◆ **Task statement**
Give the records below again, exactly as they appear.

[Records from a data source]
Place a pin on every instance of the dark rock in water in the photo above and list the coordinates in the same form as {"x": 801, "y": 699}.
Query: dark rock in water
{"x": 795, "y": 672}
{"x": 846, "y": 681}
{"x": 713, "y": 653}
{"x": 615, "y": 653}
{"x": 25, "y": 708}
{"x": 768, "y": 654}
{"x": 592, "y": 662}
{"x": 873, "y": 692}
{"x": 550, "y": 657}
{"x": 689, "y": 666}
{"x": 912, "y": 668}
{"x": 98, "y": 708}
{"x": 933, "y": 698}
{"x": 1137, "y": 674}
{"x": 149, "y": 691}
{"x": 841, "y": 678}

◆ **Expected output**
Place a pin on every instance of the dark rock in water in the photo above and list the coordinates in the same form as {"x": 801, "y": 699}.
Query: dark rock in water
{"x": 795, "y": 672}
{"x": 846, "y": 681}
{"x": 713, "y": 653}
{"x": 615, "y": 653}
{"x": 25, "y": 708}
{"x": 768, "y": 654}
{"x": 592, "y": 662}
{"x": 873, "y": 692}
{"x": 550, "y": 657}
{"x": 689, "y": 666}
{"x": 912, "y": 668}
{"x": 98, "y": 708}
{"x": 933, "y": 698}
{"x": 1137, "y": 674}
{"x": 149, "y": 691}
{"x": 841, "y": 678}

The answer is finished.